WRITTEN PROBLEM A: Please list every line in the rows below that contains the string "post". Case counts.

PASSAGE GIVEN:
## BEGIN

Liebermann puts six songs into Four Seasons, the first of which is “Spring.” It is sassy, squirmy, and jazzy. There is a whiff of the cocktail lounge about it. It is 100 percent American. The composer makes a beautiful transition into the next song, which is about summer (and other seasons). It is a frankly Romantic song. Then we get “The Death of Autumn,” twice—two settings of that one Millay poem. The first setting is intense, furious, and painful; the second one is slow and sad. The remaining songs are affecting in various ways. Throughout this work, Liebermann weaves his instruments, including the voice, skillfully. The songs make an impact, or at least they did on me. In the margin of my program, I wrote a rare note: “These babies might last.”
If they last a hundred years, they may not have a better advocate than Sasha Cooke. Vocally, psychologically, and emotionally, she was magnificent in them. About Shifrin, I will simply say what I have said of him for ten, twenty years: The fact that he is a clarinetist is incidental; he is a great musician, and the clarinet is but his particular means of expression.

## END

WRITTEN PROBLEM B: Return the full concert review above, word for word.

Stored data entries
## BEGIN

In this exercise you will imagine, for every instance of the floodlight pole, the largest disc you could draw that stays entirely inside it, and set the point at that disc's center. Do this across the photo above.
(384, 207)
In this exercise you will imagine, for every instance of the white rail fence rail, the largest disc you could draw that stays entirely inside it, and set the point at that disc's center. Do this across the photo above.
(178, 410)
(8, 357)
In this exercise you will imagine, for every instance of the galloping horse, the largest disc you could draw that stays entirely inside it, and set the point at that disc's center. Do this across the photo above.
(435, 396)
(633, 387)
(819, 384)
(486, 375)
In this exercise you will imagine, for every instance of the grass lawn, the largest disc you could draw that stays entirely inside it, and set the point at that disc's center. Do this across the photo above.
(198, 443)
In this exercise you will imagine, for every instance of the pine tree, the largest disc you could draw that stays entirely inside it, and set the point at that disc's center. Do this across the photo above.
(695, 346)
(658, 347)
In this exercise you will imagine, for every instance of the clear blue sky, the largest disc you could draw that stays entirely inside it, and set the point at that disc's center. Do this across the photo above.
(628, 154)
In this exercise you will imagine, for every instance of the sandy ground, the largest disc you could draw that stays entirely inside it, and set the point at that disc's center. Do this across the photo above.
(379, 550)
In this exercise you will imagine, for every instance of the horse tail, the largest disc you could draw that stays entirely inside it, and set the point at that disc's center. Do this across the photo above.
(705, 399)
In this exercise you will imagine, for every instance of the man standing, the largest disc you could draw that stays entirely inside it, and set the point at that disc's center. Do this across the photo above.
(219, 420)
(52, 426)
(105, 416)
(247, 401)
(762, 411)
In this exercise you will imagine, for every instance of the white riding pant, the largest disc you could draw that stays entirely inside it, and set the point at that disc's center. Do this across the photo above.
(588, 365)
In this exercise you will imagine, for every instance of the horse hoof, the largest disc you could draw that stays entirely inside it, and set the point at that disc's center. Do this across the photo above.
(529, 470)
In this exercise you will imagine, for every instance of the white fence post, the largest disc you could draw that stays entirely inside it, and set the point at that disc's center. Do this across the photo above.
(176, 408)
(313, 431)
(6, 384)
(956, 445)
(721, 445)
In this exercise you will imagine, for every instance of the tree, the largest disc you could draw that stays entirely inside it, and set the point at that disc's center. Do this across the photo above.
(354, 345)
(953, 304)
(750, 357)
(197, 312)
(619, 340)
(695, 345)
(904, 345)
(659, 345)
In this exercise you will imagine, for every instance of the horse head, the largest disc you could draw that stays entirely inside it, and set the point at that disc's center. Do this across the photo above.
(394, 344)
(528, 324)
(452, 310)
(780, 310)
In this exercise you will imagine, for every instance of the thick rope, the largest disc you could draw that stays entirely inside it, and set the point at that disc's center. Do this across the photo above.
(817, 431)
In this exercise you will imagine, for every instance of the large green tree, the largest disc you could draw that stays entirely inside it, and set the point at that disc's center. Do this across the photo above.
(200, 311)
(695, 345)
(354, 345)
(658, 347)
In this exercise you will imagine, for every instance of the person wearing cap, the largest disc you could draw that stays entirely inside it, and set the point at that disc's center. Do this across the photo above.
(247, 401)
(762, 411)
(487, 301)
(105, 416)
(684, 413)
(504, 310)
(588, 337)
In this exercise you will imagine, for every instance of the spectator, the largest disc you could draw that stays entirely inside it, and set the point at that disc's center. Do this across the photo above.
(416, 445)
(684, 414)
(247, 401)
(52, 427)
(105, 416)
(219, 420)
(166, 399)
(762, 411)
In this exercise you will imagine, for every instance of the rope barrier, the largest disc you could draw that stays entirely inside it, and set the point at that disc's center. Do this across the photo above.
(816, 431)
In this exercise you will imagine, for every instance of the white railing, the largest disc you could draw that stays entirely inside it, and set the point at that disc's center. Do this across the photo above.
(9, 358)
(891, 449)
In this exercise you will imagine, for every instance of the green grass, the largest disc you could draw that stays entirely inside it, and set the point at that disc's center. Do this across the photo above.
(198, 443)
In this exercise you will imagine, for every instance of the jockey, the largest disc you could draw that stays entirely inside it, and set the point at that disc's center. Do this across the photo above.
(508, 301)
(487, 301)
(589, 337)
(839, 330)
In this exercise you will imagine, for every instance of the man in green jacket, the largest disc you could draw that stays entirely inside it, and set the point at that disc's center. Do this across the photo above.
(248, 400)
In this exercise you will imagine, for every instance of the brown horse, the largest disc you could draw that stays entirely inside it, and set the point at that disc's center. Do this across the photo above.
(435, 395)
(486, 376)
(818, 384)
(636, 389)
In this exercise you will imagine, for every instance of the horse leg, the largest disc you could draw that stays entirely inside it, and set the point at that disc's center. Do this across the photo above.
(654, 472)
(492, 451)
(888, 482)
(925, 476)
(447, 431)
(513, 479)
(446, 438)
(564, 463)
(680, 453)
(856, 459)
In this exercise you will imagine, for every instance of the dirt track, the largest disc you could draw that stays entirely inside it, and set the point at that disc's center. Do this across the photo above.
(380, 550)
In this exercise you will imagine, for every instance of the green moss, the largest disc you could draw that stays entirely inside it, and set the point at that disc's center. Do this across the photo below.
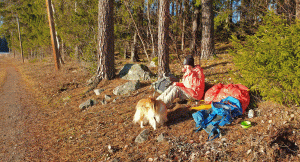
(269, 61)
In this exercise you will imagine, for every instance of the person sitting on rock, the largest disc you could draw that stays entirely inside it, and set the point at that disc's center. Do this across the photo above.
(191, 87)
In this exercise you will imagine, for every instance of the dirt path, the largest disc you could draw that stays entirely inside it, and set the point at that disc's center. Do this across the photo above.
(11, 128)
(18, 116)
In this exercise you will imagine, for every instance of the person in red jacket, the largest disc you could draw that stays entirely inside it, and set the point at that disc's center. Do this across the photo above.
(191, 87)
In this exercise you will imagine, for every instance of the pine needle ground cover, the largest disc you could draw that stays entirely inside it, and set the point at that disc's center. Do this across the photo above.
(269, 61)
(65, 133)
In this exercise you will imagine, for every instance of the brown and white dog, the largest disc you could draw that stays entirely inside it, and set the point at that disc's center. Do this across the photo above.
(152, 111)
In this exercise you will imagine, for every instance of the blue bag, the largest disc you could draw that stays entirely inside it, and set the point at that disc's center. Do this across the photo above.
(221, 114)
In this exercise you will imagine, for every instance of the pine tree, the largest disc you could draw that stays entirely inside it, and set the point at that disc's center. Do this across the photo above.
(163, 43)
(105, 46)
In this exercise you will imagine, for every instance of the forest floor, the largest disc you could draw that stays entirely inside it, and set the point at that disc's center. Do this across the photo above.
(55, 129)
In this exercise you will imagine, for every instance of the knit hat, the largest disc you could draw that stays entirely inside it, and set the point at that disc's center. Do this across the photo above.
(189, 60)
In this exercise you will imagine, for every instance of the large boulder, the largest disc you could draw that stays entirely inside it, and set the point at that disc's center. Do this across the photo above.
(135, 72)
(162, 84)
(127, 87)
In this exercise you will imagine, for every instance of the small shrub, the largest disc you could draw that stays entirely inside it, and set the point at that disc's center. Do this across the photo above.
(269, 61)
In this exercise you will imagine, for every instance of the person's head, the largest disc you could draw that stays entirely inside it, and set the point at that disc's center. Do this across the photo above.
(188, 63)
(189, 60)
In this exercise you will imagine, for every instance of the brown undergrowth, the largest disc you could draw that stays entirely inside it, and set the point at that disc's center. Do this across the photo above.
(74, 135)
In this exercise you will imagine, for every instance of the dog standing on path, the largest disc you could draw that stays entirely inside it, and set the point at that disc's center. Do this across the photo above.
(152, 111)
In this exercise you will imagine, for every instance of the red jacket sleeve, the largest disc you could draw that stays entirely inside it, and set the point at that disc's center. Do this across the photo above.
(195, 82)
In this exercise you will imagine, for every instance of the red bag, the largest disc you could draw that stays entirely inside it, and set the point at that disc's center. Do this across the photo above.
(220, 91)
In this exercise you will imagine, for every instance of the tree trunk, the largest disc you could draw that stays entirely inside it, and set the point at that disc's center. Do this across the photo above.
(163, 44)
(150, 30)
(184, 13)
(207, 43)
(105, 47)
(76, 53)
(196, 22)
(298, 10)
(20, 39)
(137, 30)
(53, 34)
(134, 55)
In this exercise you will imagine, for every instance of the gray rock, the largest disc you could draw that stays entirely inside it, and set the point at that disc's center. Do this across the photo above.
(127, 88)
(161, 138)
(98, 91)
(88, 103)
(250, 114)
(135, 72)
(152, 64)
(162, 84)
(103, 102)
(107, 97)
(143, 136)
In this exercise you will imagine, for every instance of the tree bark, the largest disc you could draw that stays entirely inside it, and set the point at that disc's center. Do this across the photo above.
(20, 39)
(196, 23)
(150, 30)
(163, 44)
(105, 47)
(207, 43)
(184, 13)
(298, 10)
(134, 55)
(138, 31)
(53, 34)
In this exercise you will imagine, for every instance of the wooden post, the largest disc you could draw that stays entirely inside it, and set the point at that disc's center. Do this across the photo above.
(22, 55)
(53, 34)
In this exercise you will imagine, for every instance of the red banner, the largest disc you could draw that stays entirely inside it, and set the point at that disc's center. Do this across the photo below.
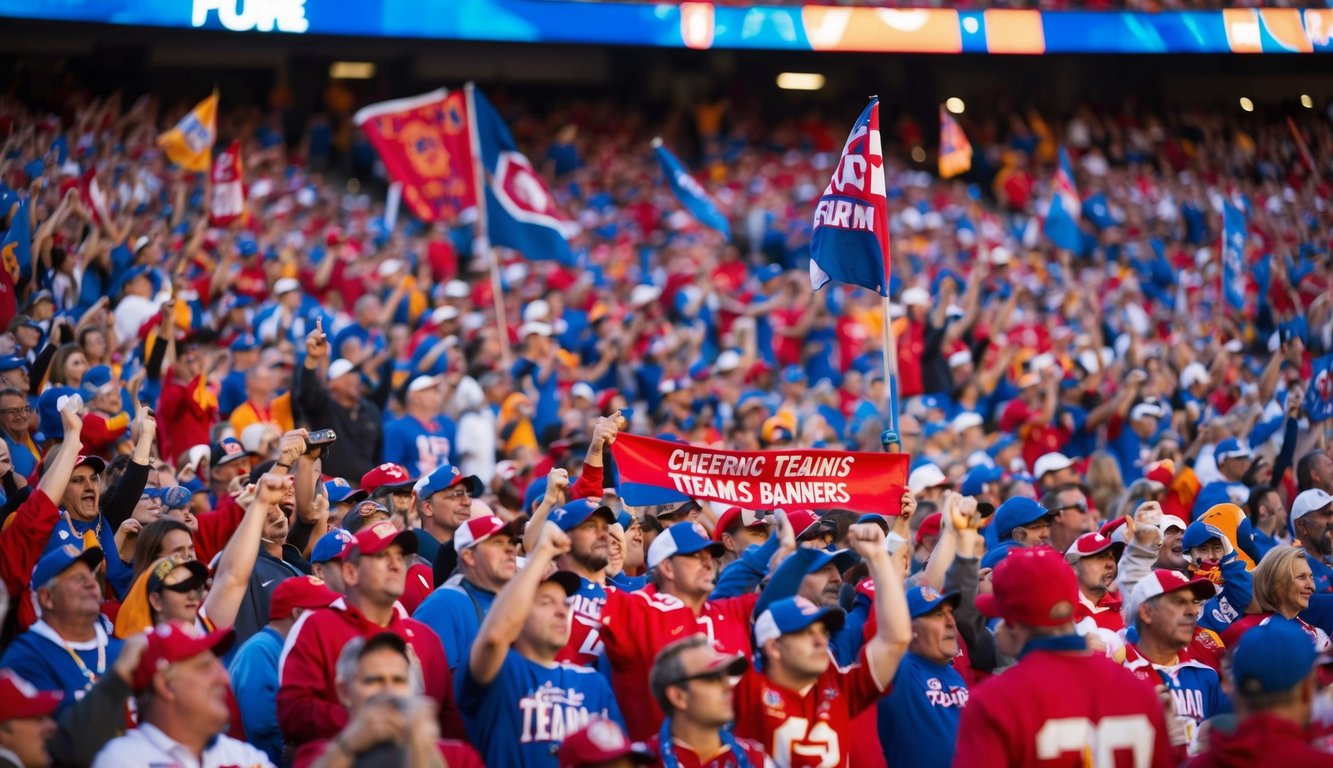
(660, 472)
(228, 203)
(424, 144)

## END

FINISHED ANSWER A:
In this exercise you will imagine, for every instance of the white fence post, the largest disc you could draw that stays entirely inside it, and set the point at that disc's center. Do this across the photo above.
In this exercise you will imagine, for every instance of the wooden post, the largest disc you could draw that stays entirely inside it, and set the point at that disc's center. Do this across the photo above.

FINISHED ANSWER B:
Liebermann puts six songs into Four Seasons, the first of which is “Spring.” It is sassy, squirmy, and jazzy. There is a whiff of the cocktail lounge about it. It is 100 percent American. The composer makes a beautiful transition into the next song, which is about summer (and other seasons). It is a frankly Romantic song. Then we get “The Death of Autumn,” twice—two settings of that one Millay poem. The first setting is intense, furious, and painful; the second one is slow and sad. The remaining songs are affecting in various ways. Throughout this work, Liebermann weaves his instruments, including the voice, skillfully. The songs make an impact, or at least they did on me. In the margin of my program, I wrote a rare note: “These babies might last.”
If they last a hundred years, they may not have a better advocate than Sasha Cooke. Vocally, psychologically, and emotionally, she was magnificent in them. About Shifrin, I will simply say what I have said of him for ten, twenty years: The fact that he is a clarinetist is incidental; he is a great musician, and the clarinet is but his particular means of expression.